━━ Extract provided

Sun Jan 15, 2012 at 11:32:06 AM EST



You probably don't know what to do with yourself until 4:30 today. If you're inclined to blow off your honey-do list, perhaps you'd care to join the growing debate about charter schools that's raging across the Garden State.

Start with Tom Moran's piece in the Star-Ledger, which takes us to a "high performing" charter in Jersey City. Give Moran some credit for at least acknowledging the other side of the debate; unfortunately, even though he grants that charters have limited scalability, he's still sides with Chris Christie's plan for charter expansion.

I take on his example, however, at Jersey Jazzman, and show that, to a large extent, charter school "successes" can often be accounted for by the fact that charters serve a different student population than surrounding neighborhood schools:

May I make a suggestion, Tom? For your next piece, do what Michael Winerip of the NY Times did, and talk to some families who have not been served well by the charter school experience. Then take another cue from Winerip and look at the charter application process.

You've come a long way in acknowledging the other side of this debate, Tom. But take the next step: let's get this all out on the table before we start cheering on more charters.

━━━━

* **Exercise**: Reproduce the blog post on the New Jersey charter school debate word for word, from start to finish.

━━ Given information

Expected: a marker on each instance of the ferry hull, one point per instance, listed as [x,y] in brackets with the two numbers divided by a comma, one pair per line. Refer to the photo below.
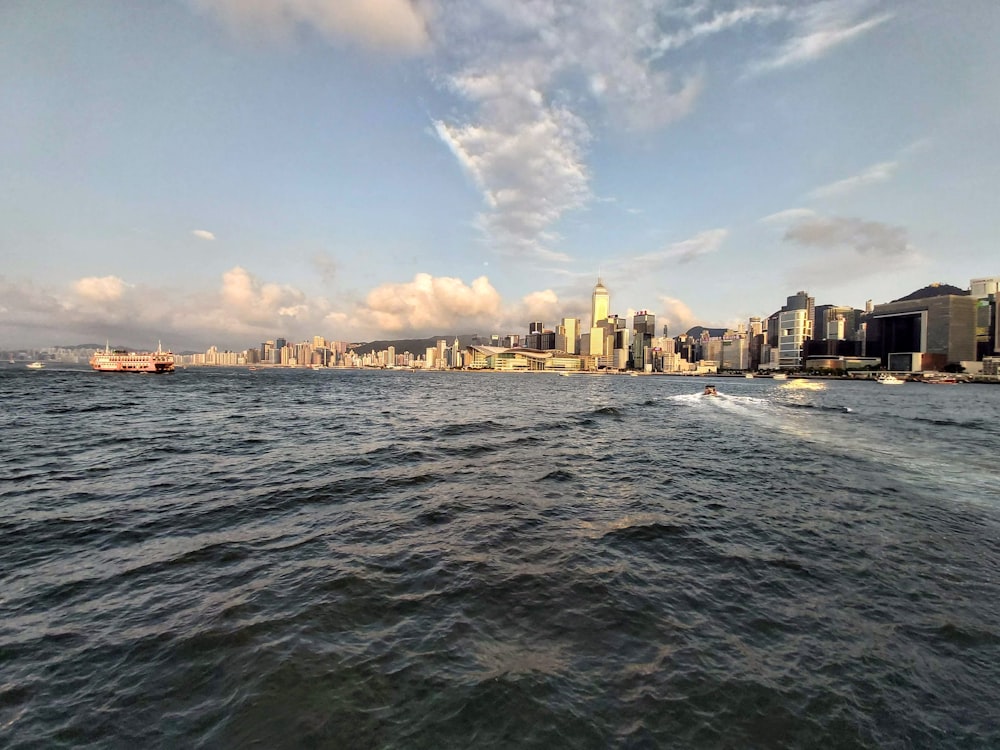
[149,362]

━━━━

* **Correct result**:
Sun Jan 15, 2012 at 11:32:06 AM EST



You probably don't know what to do with yourself until 4:30 today. If you're inclined to blow off your honey-do list, perhaps you'd care to join the growing debate about charter schools that's raging across the Garden State.

Start with Tom Moran's piece in the Star-Ledger, which takes us to a "high performing" charter in Jersey City. Give Moran some credit for at least acknowledging the other side of the debate; unfortunately, even though he grants that charters have limited scalability, he's still sides with Chris Christie's plan for charter expansion.

I take on his example, however, at Jersey Jazzman, and show that, to a large extent, charter school "successes" can often be accounted for by the fact that charters serve a different student population than surrounding neighborhood schools:

May I make a suggestion, Tom? For your next piece, do what Michael Winerip of the NY Times did, and talk to some families who have not been served well by the charter school experience. Then take another cue from Winerip and look at the charter application process.

You've come a long way in acknowledging the other side of this debate, Tom. But take the next step: let's get this all out on the table before we start cheering on more charters.